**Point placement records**
════════════════

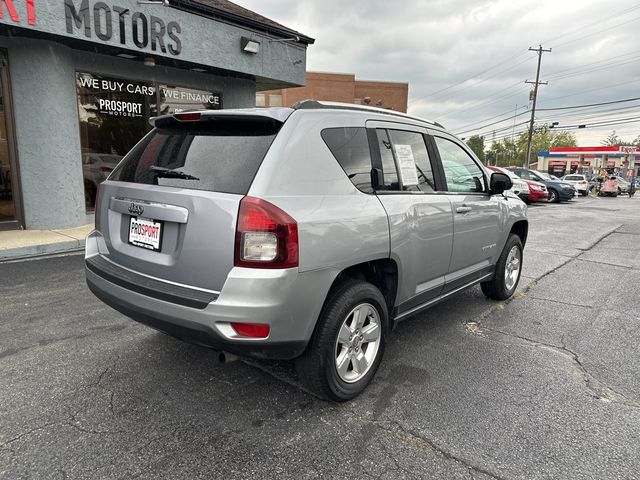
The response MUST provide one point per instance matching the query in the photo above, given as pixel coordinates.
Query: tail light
(188, 117)
(266, 237)
(251, 330)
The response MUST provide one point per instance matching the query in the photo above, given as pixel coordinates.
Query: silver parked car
(579, 182)
(300, 233)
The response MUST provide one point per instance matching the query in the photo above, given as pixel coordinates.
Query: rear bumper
(286, 300)
(566, 195)
(194, 332)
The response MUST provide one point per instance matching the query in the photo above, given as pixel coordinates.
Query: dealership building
(79, 80)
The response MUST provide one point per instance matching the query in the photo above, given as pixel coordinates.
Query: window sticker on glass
(407, 164)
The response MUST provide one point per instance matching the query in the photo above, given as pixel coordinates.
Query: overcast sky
(466, 61)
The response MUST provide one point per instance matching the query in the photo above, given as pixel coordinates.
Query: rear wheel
(347, 346)
(508, 269)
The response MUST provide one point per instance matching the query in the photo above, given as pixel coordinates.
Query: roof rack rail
(315, 104)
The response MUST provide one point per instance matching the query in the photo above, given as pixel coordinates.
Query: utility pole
(539, 50)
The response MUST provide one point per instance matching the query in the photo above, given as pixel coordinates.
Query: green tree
(543, 139)
(476, 143)
(613, 140)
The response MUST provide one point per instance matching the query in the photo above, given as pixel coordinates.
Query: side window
(389, 171)
(350, 147)
(412, 156)
(461, 172)
(405, 161)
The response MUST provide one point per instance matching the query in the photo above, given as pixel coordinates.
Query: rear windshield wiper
(171, 173)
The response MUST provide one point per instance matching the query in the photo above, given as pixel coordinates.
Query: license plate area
(145, 233)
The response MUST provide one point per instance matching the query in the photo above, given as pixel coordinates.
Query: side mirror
(499, 183)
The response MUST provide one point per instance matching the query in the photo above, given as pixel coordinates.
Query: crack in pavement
(625, 267)
(597, 388)
(411, 437)
(569, 304)
(24, 434)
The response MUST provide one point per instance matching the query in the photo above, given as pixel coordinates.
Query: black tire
(317, 368)
(496, 288)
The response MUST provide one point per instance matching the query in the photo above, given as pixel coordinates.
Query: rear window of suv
(218, 156)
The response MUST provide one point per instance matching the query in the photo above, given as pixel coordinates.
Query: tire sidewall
(512, 241)
(367, 294)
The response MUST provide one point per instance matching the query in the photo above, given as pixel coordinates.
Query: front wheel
(347, 346)
(508, 269)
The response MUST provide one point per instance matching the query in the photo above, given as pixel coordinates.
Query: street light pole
(539, 50)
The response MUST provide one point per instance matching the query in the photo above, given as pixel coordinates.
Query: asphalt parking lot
(543, 386)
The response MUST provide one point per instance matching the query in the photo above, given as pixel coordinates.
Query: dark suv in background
(558, 191)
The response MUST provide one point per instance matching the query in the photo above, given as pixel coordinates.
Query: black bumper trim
(148, 286)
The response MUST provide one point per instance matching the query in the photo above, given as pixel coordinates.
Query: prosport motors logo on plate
(120, 108)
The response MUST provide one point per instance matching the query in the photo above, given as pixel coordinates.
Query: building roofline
(254, 20)
(315, 104)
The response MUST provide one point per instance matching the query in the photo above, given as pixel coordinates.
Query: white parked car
(579, 182)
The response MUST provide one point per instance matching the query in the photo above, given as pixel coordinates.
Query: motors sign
(134, 27)
(13, 12)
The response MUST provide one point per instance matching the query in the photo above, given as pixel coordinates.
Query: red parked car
(537, 190)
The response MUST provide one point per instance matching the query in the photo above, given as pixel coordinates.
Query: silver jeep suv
(300, 233)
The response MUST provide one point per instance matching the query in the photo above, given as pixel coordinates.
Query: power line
(580, 108)
(474, 77)
(595, 32)
(590, 104)
(494, 123)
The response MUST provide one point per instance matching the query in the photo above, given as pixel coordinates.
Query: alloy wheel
(358, 343)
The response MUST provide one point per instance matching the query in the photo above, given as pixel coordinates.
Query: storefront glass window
(7, 207)
(114, 115)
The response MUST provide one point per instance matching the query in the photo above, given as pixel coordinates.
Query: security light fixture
(292, 39)
(249, 46)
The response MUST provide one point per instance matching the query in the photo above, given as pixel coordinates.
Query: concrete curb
(31, 251)
(23, 244)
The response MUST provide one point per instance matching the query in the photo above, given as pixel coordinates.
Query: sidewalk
(16, 244)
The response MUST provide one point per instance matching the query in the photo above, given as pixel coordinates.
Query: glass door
(10, 215)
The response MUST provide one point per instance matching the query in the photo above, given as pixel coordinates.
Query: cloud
(467, 61)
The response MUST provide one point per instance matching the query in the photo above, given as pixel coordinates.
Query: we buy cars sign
(12, 11)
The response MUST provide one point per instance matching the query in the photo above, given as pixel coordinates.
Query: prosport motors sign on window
(110, 96)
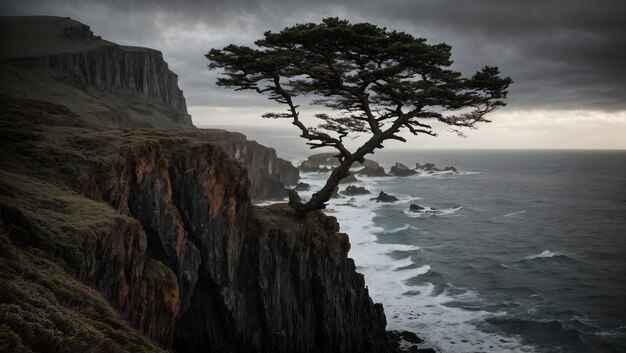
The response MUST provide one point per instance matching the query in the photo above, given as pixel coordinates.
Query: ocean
(522, 250)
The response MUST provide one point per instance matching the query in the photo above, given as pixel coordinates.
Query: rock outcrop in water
(89, 61)
(114, 239)
(400, 169)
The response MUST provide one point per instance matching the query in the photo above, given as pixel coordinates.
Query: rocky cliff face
(164, 230)
(116, 67)
(36, 46)
(268, 174)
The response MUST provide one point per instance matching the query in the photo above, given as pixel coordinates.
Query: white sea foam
(545, 253)
(430, 211)
(396, 230)
(389, 267)
(514, 213)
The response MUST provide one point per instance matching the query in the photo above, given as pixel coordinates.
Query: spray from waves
(544, 254)
(431, 211)
(396, 230)
(514, 213)
(389, 267)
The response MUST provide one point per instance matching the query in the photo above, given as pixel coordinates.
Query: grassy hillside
(24, 39)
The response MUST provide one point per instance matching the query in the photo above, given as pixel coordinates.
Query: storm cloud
(561, 54)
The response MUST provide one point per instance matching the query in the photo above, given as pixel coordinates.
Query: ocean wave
(397, 230)
(514, 213)
(409, 297)
(544, 254)
(430, 212)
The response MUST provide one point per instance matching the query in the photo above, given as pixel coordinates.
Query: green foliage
(374, 81)
(43, 309)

════════════════

**Stated task**
Restate the whole of the material word for word without the pictures.

**Answer**
The response MUST provide one point per instance matching the query in the photo above, given as pixel coordinates.
Query: tail light
(188, 117)
(266, 237)
(251, 330)
The response MUST provide one point per instance matching the query in the photo above, given as pixel coordinates.
Query: silver parked car
(579, 182)
(300, 233)
The response MUST provide one point per instance matching the query in the photo above, given as pixel coordinates.
Query: rear bumper
(286, 300)
(566, 195)
(194, 332)
The response MUST provide one point per instance matching the query in the photo above, given as pixel coordinates.
Query: dealership building
(79, 80)
The response MUST provide one point per instance matching the query in the photo above, given as pixel coordinates.
Query: window sticker on glass
(407, 164)
The response MUST provide one point per instance matching the query in the photo above, given as pixel coordinates.
Query: overcast sky
(466, 61)
The response MUST provide one point per instance matching the query in the photo above, given as pixel coordinates.
Query: rear wheel
(347, 346)
(508, 269)
The response MUST provide one point per instance matching the query in the photo above, given as pixel coordinates.
Query: roof rack rail
(315, 104)
The response MUST provide one point per instance matching the query in the photo above, given as pixel coordinates.
Query: utility pole
(539, 50)
The response MUST provide one point per instance matching the query in the photo above, given as pixel coordinates.
Query: green tree
(543, 139)
(476, 143)
(613, 140)
The response MUST provide one point per instance matching the query in the photo above, given as pixel coordinates.
Query: side window
(389, 171)
(350, 147)
(412, 156)
(461, 172)
(405, 161)
The response MUST provide one point per instance matching the query in the photo above, given as pixel coordinates.
Query: rear windshield wiper
(171, 173)
The response MUST provide one point per instance matching the query in the photo above, given as pixel coordinates.
Query: license plate area
(145, 233)
The response MUST provide one point per instance matching the query in the photo above, given as pixel coordinates.
Query: side mirror
(499, 183)
The response MUST provide one point per instance matching the query in the photo above, given as pixel coordinates.
Query: crack in pavement
(625, 267)
(597, 388)
(411, 437)
(569, 304)
(24, 434)
The response MUST provide one point per instance matching the query in the photo above, given as pixel coordinates.
Query: black tire
(317, 368)
(496, 288)
The response MUST provide one point per instance matching the query in the photo above, given as pixel coordinates.
Query: rear window of suv
(218, 156)
The response MUST provide one point per instance matching the query in the photo above, given as pixel coordinates.
Query: tire sidewall
(512, 241)
(367, 294)
The response MUST provide one point per instance matching the query in the photo above, given as pixel coordinates.
Query: front wheel
(347, 346)
(508, 269)
The response MUST provide one point per instance matching the query in the photo above, given as pixel coordinates.
Query: street light pole
(539, 50)
The response MUST provide one point per instance matching the query in the photo above, given as pixel coordinates.
Query: asphalt parking lot
(543, 386)
The response MUST provide one point per instance matching the query in the photo above, given as pixel coordinates.
Query: dark suv in background
(558, 191)
The response MUST provide one point per instance matching the query in the photo above, given as pixel coordinates.
Query: black bumper trim
(148, 286)
The response MUST provide one point per instance matching the query in the photo above, given as pixel coordinates.
Query: prosport motors logo on plate
(120, 108)
The response MUST provide one point per instance matching the query in the photo above, given as pixel coordinates.
Query: building roofline
(254, 20)
(315, 104)
The response MUST provide one point per instance matching the query in the photo above, given as pixel coordinates.
Query: white parked car
(579, 182)
The response MUST provide one point per instance matching the query in the photo above, given as pixel coordinates.
Query: motors sign
(134, 27)
(13, 12)
The response MUST provide one point per instance matching the query in the photo above, given as pixel coordinates.
Query: red parked car
(537, 190)
The response MUST provide one point per instance matching the query in the photo above, given as pixel coordinates.
Query: silver jeep suv
(300, 233)
The response MUST provide one point per instance matching the query in the photo above, given as pixel coordinates.
Query: power line
(580, 108)
(474, 77)
(595, 32)
(590, 104)
(494, 123)
The response MUST provide one point per instance matching the query in the photo above, given as pixel coordinates.
Query: alloy wheel
(358, 343)
The response MUST provide one point per instance matching the query in the photo above, given as pixel coordinates.
Query: storefront glass window
(7, 207)
(114, 115)
The response MUST provide one point per instance matching the query in the photo above, given as pixel coordinates.
Query: security light fixture
(292, 39)
(249, 46)
The response MUST provide one point per instance matching the query in the photo above, given as pixel coordinates.
Query: concrete curb
(31, 251)
(23, 244)
The response MUST provide one point per instance matching the query in the photo above, given as pixel coordinates.
Query: sidewalk
(16, 244)
The response MUST provide one point per instance matching the query in the photo above, given as pixel coordinates.
Query: glass door
(10, 215)
The response MUST provide one point per instance matching the query in the photo above, given as pixel coordinates.
Query: cloud
(467, 61)
The response MUST provide one point per instance matching the query in the photo above, given as pixel coordinates.
Query: we buy cars sign
(12, 11)
The response MUST provide one point per instance matching the query in the photo above, given as pixel coordinates.
Query: prosport motors sign on window
(110, 96)
The response MUST provide one point per instance matching the query in the photo above, given as pixel coordinates.
Query: ocean
(522, 250)
The response MUST provide one point per instance matching the query in the photo above, given as pixel coordinates.
Query: rock outcrop in water
(89, 61)
(114, 239)
(400, 169)
The response MUST provide one point per instance matching the query in the photo above, given as pixel coordinates.
Query: rocky cliff face
(164, 230)
(116, 67)
(36, 46)
(268, 174)
The response MUST provide one point per instance matching the query in the photo above, given as pixel coordinates.
Query: white sea foam
(545, 253)
(430, 211)
(396, 230)
(389, 267)
(514, 213)
The response MUST provide one point per instance matching the query in the photo above, given as pixel coordinates.
Query: spray from waves
(544, 254)
(431, 211)
(396, 230)
(514, 213)
(389, 267)
The response MUST provide one point per instance matching the query in the photo above, given as pixel coordinates.
Query: grassy hillside
(24, 39)
The response MUST provide one point per instance matching the query in the photo above, given as pixel coordinates.
Query: storm cloud
(561, 54)
The response MUST provide one point per instance matching the query in the photo above, given as pixel coordinates.
Query: ocean wave
(397, 230)
(514, 213)
(409, 297)
(544, 254)
(430, 212)
The response MUST provide one point per instance matching the query in the photo above, given as pixel coordinates.
Query: green foliage
(374, 81)
(43, 309)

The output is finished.